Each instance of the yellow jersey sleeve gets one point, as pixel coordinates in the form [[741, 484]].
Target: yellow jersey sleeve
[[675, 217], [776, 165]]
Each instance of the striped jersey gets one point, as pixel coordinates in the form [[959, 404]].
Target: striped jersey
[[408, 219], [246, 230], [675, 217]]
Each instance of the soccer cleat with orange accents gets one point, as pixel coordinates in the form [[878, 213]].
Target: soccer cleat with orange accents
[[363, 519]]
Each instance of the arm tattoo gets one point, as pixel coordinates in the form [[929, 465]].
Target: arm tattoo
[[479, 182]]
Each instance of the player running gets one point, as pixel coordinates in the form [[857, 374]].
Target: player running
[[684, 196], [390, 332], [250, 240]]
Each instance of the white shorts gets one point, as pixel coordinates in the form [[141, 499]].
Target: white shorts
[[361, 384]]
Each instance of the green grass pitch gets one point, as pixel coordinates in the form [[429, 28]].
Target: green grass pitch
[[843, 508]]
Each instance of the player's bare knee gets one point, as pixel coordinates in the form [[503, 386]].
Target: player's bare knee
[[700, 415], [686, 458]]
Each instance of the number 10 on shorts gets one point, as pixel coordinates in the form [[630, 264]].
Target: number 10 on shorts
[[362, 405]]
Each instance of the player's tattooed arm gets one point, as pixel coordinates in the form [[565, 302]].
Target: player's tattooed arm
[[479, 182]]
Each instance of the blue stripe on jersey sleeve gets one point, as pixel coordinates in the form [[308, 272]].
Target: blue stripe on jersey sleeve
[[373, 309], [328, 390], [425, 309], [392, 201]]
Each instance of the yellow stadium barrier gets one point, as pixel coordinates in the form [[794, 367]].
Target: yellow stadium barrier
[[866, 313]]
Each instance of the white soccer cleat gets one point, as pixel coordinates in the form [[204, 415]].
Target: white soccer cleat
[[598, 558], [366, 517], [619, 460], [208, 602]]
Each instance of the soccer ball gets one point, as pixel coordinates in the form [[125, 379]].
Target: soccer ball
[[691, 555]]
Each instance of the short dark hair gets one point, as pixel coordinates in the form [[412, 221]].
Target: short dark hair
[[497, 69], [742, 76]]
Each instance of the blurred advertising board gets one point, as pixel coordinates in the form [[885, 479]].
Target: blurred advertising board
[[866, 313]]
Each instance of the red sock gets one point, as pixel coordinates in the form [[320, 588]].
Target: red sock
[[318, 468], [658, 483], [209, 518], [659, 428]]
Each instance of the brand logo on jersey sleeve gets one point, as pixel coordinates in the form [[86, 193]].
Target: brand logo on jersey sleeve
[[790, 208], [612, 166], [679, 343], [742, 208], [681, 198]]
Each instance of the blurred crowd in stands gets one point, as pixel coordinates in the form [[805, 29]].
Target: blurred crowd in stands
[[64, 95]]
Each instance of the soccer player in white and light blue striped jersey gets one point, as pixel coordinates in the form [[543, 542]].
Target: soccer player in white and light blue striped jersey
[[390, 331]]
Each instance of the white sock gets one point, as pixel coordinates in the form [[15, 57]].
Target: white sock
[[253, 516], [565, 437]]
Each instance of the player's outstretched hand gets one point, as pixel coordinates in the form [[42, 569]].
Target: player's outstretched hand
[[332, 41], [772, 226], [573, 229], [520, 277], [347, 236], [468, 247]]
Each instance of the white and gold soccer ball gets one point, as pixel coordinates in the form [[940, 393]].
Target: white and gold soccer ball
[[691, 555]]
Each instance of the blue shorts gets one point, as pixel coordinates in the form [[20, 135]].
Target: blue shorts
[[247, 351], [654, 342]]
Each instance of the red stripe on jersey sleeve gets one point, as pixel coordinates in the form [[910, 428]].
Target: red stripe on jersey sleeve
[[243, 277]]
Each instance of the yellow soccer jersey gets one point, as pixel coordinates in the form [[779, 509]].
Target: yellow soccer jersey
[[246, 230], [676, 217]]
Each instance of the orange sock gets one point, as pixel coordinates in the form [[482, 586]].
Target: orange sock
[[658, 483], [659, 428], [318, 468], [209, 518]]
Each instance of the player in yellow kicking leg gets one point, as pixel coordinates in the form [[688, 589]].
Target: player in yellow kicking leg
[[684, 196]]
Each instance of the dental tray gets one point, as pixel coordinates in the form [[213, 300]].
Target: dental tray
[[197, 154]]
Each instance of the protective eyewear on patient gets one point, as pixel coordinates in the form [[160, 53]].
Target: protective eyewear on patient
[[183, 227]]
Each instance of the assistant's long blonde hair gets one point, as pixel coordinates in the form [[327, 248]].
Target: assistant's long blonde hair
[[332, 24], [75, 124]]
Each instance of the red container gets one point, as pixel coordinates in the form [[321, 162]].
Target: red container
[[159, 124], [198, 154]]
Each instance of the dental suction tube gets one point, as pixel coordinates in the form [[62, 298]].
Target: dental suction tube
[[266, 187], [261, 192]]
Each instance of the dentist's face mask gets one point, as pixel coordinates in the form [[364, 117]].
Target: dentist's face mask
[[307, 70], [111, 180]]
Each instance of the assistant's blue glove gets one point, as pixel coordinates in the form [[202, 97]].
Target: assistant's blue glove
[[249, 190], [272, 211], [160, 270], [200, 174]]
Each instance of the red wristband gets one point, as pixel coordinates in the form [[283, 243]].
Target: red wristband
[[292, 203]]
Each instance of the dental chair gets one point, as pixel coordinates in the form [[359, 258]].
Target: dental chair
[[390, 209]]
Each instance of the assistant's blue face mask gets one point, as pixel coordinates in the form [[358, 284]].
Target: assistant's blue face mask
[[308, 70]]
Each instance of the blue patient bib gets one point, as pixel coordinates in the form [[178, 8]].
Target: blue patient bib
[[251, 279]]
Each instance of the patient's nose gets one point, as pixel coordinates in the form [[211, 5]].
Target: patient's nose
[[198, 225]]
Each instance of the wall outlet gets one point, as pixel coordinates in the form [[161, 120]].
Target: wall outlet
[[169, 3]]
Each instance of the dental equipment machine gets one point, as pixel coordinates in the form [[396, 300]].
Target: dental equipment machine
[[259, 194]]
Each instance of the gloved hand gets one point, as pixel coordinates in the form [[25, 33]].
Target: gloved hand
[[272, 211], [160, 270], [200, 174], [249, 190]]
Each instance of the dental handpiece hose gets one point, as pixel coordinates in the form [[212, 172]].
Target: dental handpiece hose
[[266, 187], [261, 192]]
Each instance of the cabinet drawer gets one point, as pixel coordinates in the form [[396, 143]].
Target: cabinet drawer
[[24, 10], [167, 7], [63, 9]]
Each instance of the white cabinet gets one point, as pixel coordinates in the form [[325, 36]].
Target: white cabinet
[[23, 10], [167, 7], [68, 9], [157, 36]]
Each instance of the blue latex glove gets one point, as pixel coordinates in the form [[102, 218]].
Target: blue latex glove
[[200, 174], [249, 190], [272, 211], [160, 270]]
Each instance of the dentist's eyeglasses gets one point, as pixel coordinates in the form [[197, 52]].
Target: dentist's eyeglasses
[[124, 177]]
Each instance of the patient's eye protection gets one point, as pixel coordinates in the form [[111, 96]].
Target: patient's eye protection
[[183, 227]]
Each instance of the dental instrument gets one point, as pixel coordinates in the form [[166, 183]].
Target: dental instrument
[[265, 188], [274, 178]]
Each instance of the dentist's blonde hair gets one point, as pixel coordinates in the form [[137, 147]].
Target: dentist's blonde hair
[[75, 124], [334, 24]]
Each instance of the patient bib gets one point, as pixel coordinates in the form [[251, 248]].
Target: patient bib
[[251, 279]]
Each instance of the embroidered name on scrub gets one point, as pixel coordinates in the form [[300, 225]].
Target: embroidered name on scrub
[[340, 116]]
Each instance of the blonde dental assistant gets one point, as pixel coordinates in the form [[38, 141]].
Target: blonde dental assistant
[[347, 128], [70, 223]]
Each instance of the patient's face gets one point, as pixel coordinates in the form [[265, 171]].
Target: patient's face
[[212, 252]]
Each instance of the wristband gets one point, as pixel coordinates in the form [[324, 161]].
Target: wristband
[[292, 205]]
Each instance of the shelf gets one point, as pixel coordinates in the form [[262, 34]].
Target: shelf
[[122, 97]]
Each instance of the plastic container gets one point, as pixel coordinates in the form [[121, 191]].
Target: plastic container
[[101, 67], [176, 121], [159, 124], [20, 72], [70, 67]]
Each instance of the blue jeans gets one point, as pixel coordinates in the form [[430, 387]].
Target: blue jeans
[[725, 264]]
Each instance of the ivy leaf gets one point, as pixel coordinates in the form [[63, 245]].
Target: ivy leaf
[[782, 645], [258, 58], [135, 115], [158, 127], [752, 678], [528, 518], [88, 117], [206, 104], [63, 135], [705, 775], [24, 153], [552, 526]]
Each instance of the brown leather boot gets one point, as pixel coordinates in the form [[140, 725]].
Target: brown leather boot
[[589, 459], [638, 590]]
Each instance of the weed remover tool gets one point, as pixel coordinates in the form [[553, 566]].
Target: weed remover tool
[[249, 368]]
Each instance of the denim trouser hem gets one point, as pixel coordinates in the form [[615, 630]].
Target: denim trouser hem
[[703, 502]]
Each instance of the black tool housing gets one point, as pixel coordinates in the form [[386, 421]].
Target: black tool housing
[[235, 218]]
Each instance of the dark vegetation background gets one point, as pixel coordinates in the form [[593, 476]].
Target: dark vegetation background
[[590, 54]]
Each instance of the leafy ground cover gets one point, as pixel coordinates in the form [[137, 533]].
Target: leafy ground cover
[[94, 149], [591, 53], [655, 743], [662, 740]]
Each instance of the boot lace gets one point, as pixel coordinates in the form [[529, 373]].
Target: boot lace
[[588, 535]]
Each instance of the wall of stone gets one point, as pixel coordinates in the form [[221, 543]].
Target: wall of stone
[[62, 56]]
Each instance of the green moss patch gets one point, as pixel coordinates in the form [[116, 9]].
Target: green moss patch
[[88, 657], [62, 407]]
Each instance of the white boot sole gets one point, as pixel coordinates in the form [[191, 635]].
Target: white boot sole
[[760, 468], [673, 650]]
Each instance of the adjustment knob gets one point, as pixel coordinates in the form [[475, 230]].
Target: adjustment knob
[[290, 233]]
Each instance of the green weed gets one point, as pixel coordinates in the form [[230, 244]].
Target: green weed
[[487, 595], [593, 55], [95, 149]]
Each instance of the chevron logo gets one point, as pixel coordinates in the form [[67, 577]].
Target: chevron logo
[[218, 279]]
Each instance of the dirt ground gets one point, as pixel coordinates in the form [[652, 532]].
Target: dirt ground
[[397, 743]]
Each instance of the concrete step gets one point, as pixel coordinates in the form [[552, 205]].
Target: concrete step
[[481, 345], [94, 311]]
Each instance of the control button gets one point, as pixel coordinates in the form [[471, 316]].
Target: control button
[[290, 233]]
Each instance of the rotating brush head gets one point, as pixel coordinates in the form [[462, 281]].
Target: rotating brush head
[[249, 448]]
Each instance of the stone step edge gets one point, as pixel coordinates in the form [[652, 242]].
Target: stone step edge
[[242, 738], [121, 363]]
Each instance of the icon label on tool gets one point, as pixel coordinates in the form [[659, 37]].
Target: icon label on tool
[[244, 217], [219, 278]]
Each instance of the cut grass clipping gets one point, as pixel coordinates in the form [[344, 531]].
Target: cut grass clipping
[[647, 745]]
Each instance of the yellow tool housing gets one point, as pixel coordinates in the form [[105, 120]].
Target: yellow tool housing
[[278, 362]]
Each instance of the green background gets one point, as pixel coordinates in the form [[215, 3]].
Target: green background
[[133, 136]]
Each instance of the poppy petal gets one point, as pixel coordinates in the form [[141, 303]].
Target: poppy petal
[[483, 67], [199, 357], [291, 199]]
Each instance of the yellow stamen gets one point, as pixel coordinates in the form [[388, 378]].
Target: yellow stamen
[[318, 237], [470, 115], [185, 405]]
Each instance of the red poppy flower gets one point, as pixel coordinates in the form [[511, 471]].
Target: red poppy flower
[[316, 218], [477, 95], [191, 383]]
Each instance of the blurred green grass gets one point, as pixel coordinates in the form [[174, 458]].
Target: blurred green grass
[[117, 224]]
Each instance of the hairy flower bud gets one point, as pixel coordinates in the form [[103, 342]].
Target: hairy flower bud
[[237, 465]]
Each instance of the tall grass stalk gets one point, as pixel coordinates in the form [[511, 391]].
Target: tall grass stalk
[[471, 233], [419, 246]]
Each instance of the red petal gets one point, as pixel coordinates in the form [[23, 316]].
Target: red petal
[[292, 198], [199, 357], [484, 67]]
· · · ·
[Goal of the exercise]:
Output the lines of the records above exactly as they appear, from the line containing "Each instance of the patient's face" through the line containing "Each instance of the shelf".

[Worked solution]:
Each instance of the patient's face gets one point, as pixel coordinates in the form [[265, 171]].
Target: patient's face
[[212, 252]]
Each instance of the wristband gets one point, as pixel coordinates in the form [[324, 161]].
Target: wristband
[[292, 205]]
Each instance of the shelf gets one point, as pixel coordinates in the form [[262, 34]].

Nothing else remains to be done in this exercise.